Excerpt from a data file
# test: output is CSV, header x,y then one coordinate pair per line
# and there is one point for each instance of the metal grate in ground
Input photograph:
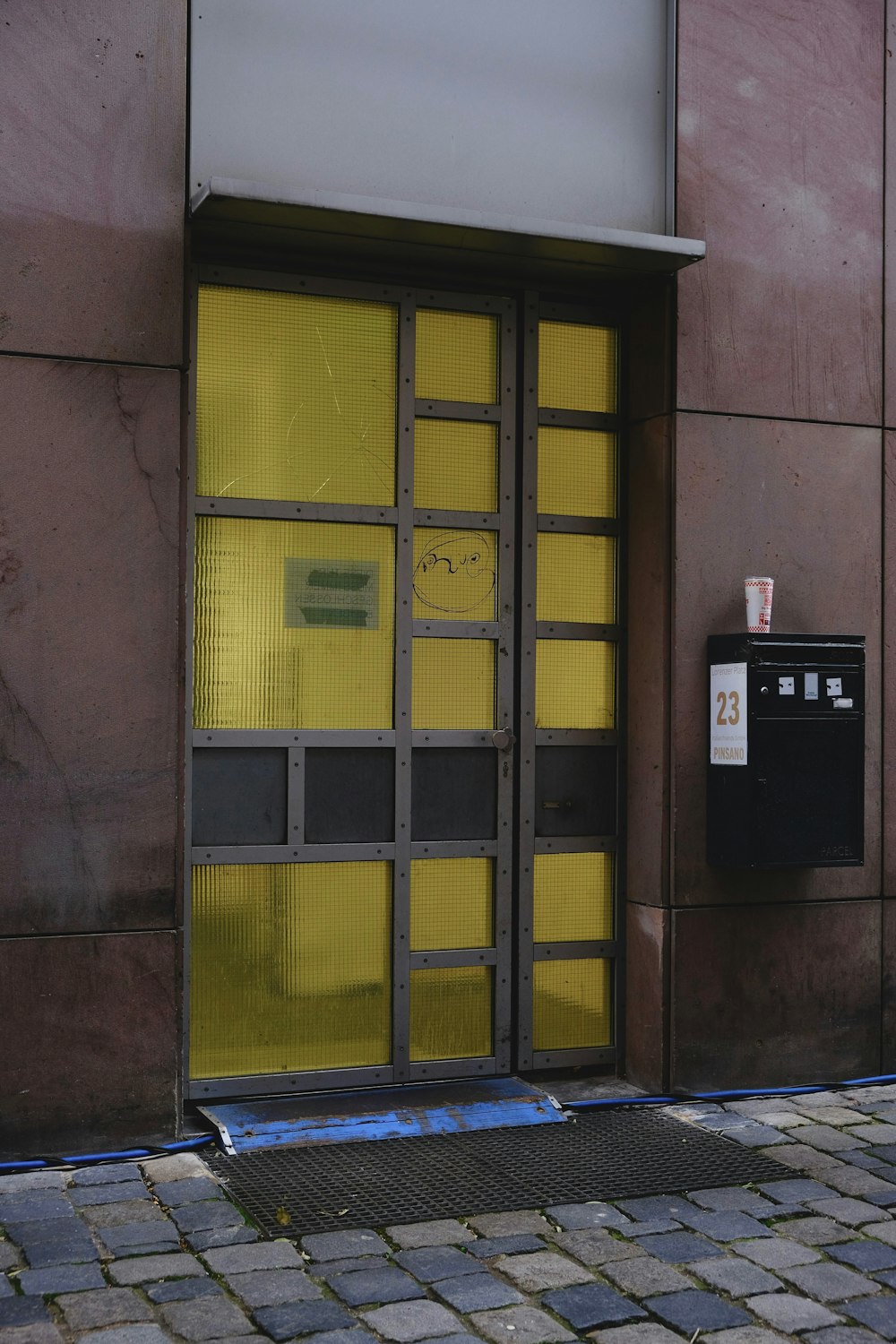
x,y
610,1155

## WHAT YOU HAVE TO DO
Can you arrange these lines as a Markdown table with a Row column for the number and a Line column for the text, skipping any blank lines? Leave the pictures out.

## SOLUTION FOR THIS TASK
| Row | Line |
|---|---|
| 1 | # test: output is CSV, header x,y then one coordinate pair per line |
| 2 | # and there is one point for each instance of the metal grate in ground |
| 3 | Input photograph: |
| 4 | x,y |
| 5 | 610,1155 |